Information provided =
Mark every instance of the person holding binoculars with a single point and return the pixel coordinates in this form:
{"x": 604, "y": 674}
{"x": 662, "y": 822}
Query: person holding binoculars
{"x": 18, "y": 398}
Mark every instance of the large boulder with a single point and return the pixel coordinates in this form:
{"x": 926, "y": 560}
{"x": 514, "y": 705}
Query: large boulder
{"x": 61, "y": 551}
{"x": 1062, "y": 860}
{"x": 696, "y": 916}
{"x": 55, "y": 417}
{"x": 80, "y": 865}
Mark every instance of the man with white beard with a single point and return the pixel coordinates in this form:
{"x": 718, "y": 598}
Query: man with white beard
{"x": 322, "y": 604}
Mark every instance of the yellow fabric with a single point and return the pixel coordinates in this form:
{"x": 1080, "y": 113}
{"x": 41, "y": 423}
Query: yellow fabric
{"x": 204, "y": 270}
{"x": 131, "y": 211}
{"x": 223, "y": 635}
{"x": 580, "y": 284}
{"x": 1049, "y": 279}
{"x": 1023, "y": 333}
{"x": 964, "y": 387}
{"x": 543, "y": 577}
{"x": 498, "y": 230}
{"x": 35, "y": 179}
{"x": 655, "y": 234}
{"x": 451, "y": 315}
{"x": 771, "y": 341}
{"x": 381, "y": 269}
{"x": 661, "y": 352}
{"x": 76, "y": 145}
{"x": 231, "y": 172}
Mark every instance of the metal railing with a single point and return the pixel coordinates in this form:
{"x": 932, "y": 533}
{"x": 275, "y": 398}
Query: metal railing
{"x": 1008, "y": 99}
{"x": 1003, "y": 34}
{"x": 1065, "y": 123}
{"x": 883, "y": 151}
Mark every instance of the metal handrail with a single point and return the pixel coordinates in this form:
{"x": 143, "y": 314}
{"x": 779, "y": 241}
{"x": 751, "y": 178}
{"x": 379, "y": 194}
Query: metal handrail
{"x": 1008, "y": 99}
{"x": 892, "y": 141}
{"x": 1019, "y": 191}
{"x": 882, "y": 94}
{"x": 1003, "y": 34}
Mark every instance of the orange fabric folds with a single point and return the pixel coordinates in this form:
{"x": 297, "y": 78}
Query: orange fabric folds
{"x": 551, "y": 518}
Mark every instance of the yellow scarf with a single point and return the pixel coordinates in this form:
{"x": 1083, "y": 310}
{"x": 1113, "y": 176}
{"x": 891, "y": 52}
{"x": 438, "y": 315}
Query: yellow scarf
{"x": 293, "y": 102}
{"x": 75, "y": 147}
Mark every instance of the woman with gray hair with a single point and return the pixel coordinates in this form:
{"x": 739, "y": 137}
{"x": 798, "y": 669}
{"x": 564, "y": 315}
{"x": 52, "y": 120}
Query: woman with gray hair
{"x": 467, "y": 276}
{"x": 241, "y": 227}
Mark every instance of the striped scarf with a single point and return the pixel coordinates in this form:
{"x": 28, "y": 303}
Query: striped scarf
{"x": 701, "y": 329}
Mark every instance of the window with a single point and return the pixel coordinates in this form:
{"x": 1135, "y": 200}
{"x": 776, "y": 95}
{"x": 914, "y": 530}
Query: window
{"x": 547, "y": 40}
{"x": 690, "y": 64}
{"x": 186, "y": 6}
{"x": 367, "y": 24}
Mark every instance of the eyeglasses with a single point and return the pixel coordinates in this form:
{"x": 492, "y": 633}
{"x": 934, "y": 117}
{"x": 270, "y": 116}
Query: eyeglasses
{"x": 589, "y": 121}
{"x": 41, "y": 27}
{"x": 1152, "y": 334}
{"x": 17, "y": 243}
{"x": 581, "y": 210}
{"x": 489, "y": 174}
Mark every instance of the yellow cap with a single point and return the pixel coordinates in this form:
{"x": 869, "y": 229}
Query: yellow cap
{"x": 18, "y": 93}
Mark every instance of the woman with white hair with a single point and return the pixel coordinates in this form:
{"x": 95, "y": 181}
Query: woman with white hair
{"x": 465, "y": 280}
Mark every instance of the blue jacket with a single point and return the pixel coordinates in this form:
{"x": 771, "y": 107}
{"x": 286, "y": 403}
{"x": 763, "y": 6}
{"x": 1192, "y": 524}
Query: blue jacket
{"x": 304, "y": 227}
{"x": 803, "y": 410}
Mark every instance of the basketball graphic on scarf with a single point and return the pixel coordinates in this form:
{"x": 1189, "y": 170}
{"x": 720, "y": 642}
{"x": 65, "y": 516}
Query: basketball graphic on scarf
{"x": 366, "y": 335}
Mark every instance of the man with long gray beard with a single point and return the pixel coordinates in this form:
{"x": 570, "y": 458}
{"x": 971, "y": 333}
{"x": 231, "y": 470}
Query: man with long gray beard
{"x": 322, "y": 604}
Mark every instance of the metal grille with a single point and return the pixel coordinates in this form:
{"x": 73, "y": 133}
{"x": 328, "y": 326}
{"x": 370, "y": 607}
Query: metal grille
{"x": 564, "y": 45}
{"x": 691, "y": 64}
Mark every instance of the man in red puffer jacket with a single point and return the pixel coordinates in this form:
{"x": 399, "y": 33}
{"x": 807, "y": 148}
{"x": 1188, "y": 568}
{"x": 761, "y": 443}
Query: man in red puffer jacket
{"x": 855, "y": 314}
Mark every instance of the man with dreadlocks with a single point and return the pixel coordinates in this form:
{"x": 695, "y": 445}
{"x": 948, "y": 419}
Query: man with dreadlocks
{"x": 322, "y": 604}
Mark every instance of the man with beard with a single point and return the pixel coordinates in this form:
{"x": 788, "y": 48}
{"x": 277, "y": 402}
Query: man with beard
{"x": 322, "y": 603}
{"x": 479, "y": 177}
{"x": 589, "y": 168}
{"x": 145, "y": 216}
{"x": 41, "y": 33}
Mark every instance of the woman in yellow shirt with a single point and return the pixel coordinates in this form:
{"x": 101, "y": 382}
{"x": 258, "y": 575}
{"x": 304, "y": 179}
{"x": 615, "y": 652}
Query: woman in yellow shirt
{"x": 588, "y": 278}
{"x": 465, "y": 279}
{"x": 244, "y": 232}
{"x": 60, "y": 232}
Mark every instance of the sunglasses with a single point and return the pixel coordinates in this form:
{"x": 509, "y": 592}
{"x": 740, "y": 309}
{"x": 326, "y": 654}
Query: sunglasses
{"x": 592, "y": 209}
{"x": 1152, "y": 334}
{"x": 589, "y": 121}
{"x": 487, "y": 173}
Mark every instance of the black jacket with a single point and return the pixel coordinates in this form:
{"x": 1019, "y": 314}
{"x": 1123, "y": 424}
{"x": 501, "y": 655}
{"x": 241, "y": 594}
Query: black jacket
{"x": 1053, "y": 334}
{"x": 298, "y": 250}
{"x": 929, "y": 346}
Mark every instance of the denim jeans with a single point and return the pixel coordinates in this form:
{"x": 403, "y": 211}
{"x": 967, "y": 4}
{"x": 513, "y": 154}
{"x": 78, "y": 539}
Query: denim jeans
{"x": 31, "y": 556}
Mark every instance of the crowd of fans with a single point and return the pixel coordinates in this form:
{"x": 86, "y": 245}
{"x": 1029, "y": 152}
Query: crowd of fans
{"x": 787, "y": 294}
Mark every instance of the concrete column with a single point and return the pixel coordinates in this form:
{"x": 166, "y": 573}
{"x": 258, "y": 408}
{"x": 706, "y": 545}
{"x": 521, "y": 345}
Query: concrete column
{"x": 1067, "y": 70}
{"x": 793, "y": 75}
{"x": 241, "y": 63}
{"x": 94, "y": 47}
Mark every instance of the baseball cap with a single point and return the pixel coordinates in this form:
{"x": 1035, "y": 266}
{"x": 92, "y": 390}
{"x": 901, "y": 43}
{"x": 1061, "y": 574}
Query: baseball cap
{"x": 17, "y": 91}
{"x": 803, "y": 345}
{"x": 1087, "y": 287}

What you will do = Produce a faithful copy of all the material above.

Reply =
Mark every instance of the person holding binoculars with a single point and return the pixel coordinates in this form:
{"x": 604, "y": 674}
{"x": 662, "y": 822}
Query: person holding binoculars
{"x": 18, "y": 398}
Mark every instance of the large boulder with a single point and return the pixel coordinates in this form:
{"x": 926, "y": 560}
{"x": 514, "y": 705}
Query: large boulder
{"x": 61, "y": 551}
{"x": 1062, "y": 860}
{"x": 696, "y": 916}
{"x": 55, "y": 417}
{"x": 80, "y": 865}
Mark every instance of the man with white beard with a single point and return the pixel coordinates in this form:
{"x": 718, "y": 598}
Query: man with white beard
{"x": 322, "y": 604}
Mark every instance of the yellow fabric with a single point and return the pixel coordinates in this form:
{"x": 1080, "y": 113}
{"x": 41, "y": 423}
Query: yellow fabric
{"x": 204, "y": 270}
{"x": 131, "y": 211}
{"x": 223, "y": 635}
{"x": 580, "y": 284}
{"x": 1049, "y": 279}
{"x": 1023, "y": 333}
{"x": 964, "y": 387}
{"x": 543, "y": 577}
{"x": 498, "y": 230}
{"x": 35, "y": 179}
{"x": 655, "y": 234}
{"x": 451, "y": 315}
{"x": 771, "y": 341}
{"x": 381, "y": 269}
{"x": 661, "y": 352}
{"x": 76, "y": 145}
{"x": 231, "y": 172}
Mark every instance of the metal railing with a single point and return the pixel coordinates in this form:
{"x": 932, "y": 533}
{"x": 275, "y": 398}
Query: metal railing
{"x": 1008, "y": 99}
{"x": 1003, "y": 34}
{"x": 1065, "y": 123}
{"x": 883, "y": 151}
Mark every instance of the metal handrail with a single point and return the pixel coordinates in this form:
{"x": 143, "y": 314}
{"x": 779, "y": 241}
{"x": 751, "y": 178}
{"x": 379, "y": 194}
Query: metal handrail
{"x": 1008, "y": 99}
{"x": 892, "y": 141}
{"x": 1019, "y": 191}
{"x": 882, "y": 94}
{"x": 1003, "y": 34}
Mark every instance of the orange fabric folds with a single point and return the pixel coordinates in this form:
{"x": 297, "y": 78}
Query: orange fabric folds
{"x": 551, "y": 518}
Mark every instance of the yellow scarf with a single point and return the pixel coordinates in this form:
{"x": 1083, "y": 310}
{"x": 1113, "y": 176}
{"x": 891, "y": 52}
{"x": 438, "y": 315}
Query: yellow scarf
{"x": 293, "y": 102}
{"x": 75, "y": 147}
Mark every instance of the woman with gray hair with a single point and return the pixel coordinates in this form:
{"x": 739, "y": 137}
{"x": 798, "y": 669}
{"x": 564, "y": 315}
{"x": 52, "y": 120}
Query: woman with gray hair
{"x": 467, "y": 276}
{"x": 241, "y": 227}
Mark every instance of the striped scarf with a single point and return the pixel coordinates in this form:
{"x": 28, "y": 303}
Query: striped scarf
{"x": 701, "y": 329}
Mark every instance of the window with a single point and return the pixel coordinates in this form:
{"x": 1135, "y": 200}
{"x": 776, "y": 95}
{"x": 914, "y": 530}
Query: window
{"x": 547, "y": 40}
{"x": 690, "y": 64}
{"x": 186, "y": 6}
{"x": 367, "y": 24}
Mark every instance of the eyeglasses with a single point and return the pixel coordinates in this form:
{"x": 492, "y": 633}
{"x": 934, "y": 117}
{"x": 270, "y": 116}
Query: eyeglasses
{"x": 589, "y": 121}
{"x": 41, "y": 27}
{"x": 1152, "y": 334}
{"x": 17, "y": 243}
{"x": 581, "y": 210}
{"x": 489, "y": 174}
Mark every instance of the yellow cap with a single point and return the pixel coordinates in this form:
{"x": 869, "y": 229}
Query: yellow cap
{"x": 18, "y": 93}
Mark every instance of the woman with white hair with a single point and return the pixel coordinates in this form:
{"x": 95, "y": 181}
Query: woman with white hair
{"x": 465, "y": 280}
Mark every instance of the blue jacket with a single point and return the pixel coordinates in this form:
{"x": 771, "y": 107}
{"x": 286, "y": 403}
{"x": 763, "y": 6}
{"x": 1192, "y": 524}
Query: blue jacket
{"x": 304, "y": 227}
{"x": 803, "y": 410}
Mark every instance of the basketball graphic on scarf with a single point and return the pixel coordinates in this form:
{"x": 1189, "y": 170}
{"x": 720, "y": 642}
{"x": 65, "y": 516}
Query: basketball graphic on scarf
{"x": 366, "y": 335}
Mark every instance of the man with long gray beard with a single point and return the pixel coordinates in this form:
{"x": 570, "y": 458}
{"x": 971, "y": 333}
{"x": 231, "y": 470}
Query: man with long gray beard
{"x": 322, "y": 604}
Mark every instance of the metal grille with a single point and return the pixel coordinates in this form:
{"x": 73, "y": 133}
{"x": 328, "y": 326}
{"x": 370, "y": 607}
Query: metal grille
{"x": 564, "y": 45}
{"x": 691, "y": 64}
Mark every instance of the man in red puffer jacket with a single point and return the pixel coordinates in this form:
{"x": 399, "y": 33}
{"x": 807, "y": 148}
{"x": 1188, "y": 568}
{"x": 761, "y": 443}
Query: man in red puffer jacket
{"x": 855, "y": 314}
Mark every instance of the man with dreadlocks with a single point and return the pixel coordinates in this form:
{"x": 695, "y": 445}
{"x": 948, "y": 419}
Query: man with dreadlocks
{"x": 322, "y": 604}
Mark every instance of the man with beard with a single point and return the pixel coordinates in this form:
{"x": 788, "y": 48}
{"x": 277, "y": 402}
Query: man with beard
{"x": 322, "y": 603}
{"x": 479, "y": 177}
{"x": 589, "y": 168}
{"x": 145, "y": 216}
{"x": 41, "y": 33}
Mark every instance of the woman in yellow shirt with a single point and return the pixel coordinates in this form:
{"x": 101, "y": 382}
{"x": 258, "y": 575}
{"x": 304, "y": 179}
{"x": 615, "y": 652}
Query: woman in yellow shirt
{"x": 588, "y": 278}
{"x": 465, "y": 279}
{"x": 244, "y": 232}
{"x": 60, "y": 232}
Mark every instance of the sunglasses with a single point and return the pixel coordinates in this form:
{"x": 509, "y": 592}
{"x": 740, "y": 309}
{"x": 326, "y": 654}
Query: sunglasses
{"x": 592, "y": 209}
{"x": 1152, "y": 334}
{"x": 589, "y": 121}
{"x": 487, "y": 173}
Mark every instance of the black jacket with a single point and return the pixel coordinates in this form:
{"x": 1019, "y": 314}
{"x": 1123, "y": 424}
{"x": 501, "y": 655}
{"x": 241, "y": 594}
Query: black jacket
{"x": 1053, "y": 334}
{"x": 298, "y": 250}
{"x": 929, "y": 346}
Mark every instance of the denim jeans with a single point and return the pixel coordinates in this form:
{"x": 403, "y": 211}
{"x": 967, "y": 4}
{"x": 513, "y": 154}
{"x": 78, "y": 539}
Query: denim jeans
{"x": 31, "y": 556}
Mark every instance of the crowd of fans with a single point and return the pixel coordinates in this form:
{"x": 86, "y": 245}
{"x": 1029, "y": 152}
Query: crowd of fans
{"x": 787, "y": 294}
Mark every instance of the concrete column with a single point and return the pixel coordinates in this form:
{"x": 166, "y": 573}
{"x": 258, "y": 408}
{"x": 706, "y": 545}
{"x": 521, "y": 345}
Query: concrete column
{"x": 1067, "y": 70}
{"x": 793, "y": 75}
{"x": 241, "y": 63}
{"x": 94, "y": 47}
Mark every instance of the baseball cap with a single point and return the pixel coordinates in this form:
{"x": 1035, "y": 266}
{"x": 92, "y": 390}
{"x": 901, "y": 43}
{"x": 1061, "y": 574}
Query: baseball cap
{"x": 17, "y": 91}
{"x": 803, "y": 345}
{"x": 1087, "y": 287}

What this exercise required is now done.